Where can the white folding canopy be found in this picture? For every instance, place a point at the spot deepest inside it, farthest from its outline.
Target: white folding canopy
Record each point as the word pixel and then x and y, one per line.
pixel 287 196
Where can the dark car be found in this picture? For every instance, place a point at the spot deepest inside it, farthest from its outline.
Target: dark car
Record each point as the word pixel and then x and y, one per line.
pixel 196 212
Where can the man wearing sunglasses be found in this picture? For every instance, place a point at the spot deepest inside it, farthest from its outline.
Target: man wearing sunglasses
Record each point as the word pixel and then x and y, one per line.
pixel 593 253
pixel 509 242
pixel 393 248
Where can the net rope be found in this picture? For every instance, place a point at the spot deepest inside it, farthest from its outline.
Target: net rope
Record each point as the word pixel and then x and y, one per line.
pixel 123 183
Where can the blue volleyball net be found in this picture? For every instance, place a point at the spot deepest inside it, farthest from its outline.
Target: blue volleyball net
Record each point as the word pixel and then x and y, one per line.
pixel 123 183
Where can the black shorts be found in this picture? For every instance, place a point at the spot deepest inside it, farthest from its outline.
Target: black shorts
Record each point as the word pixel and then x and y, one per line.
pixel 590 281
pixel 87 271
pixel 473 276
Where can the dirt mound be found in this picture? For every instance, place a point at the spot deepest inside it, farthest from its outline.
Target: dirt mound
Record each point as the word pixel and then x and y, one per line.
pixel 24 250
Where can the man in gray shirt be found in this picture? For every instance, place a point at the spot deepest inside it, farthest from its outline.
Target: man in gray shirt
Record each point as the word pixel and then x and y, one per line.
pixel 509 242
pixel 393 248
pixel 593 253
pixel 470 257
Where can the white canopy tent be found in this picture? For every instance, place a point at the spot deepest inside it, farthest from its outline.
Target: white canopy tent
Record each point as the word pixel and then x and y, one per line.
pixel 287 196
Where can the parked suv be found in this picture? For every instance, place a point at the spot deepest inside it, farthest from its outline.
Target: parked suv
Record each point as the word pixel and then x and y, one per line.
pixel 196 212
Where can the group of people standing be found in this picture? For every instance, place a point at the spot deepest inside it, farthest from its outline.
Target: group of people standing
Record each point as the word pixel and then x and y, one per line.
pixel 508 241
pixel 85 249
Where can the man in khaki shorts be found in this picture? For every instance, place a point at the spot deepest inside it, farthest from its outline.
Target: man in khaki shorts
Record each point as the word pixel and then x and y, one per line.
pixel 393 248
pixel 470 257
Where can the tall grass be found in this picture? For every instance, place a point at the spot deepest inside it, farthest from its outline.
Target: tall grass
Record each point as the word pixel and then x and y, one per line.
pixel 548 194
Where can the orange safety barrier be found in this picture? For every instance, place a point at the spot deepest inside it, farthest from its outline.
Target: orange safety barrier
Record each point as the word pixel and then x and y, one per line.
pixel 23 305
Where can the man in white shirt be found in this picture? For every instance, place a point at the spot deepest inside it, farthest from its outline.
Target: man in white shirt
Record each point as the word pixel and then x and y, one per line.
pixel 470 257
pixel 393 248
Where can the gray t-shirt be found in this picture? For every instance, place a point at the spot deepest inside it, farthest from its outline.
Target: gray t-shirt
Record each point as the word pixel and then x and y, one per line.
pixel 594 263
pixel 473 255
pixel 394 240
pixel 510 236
--------------------
- [WHAT IS BEING ASKED]:
Exactly reproduce the lines of the entries above, from the one containing "Where can the man in white" to the very last, and no others.

- [ANSWER SPACE]:
Where can the man in white shirt be found in this picture? For every instance, place a point at the spot deepest inside it, farthest from its outline.
Target: man in white shirt
Record each point as the word pixel and then x and y, one per line.
pixel 470 257
pixel 393 248
Where can the gray t-shirt be found in this picture? For every instance, place a point at the spot deepest inside it, farthest from its outline.
Target: gray t-shirt
Record each point as the word pixel and then x and y, one per line.
pixel 594 263
pixel 473 255
pixel 394 240
pixel 510 236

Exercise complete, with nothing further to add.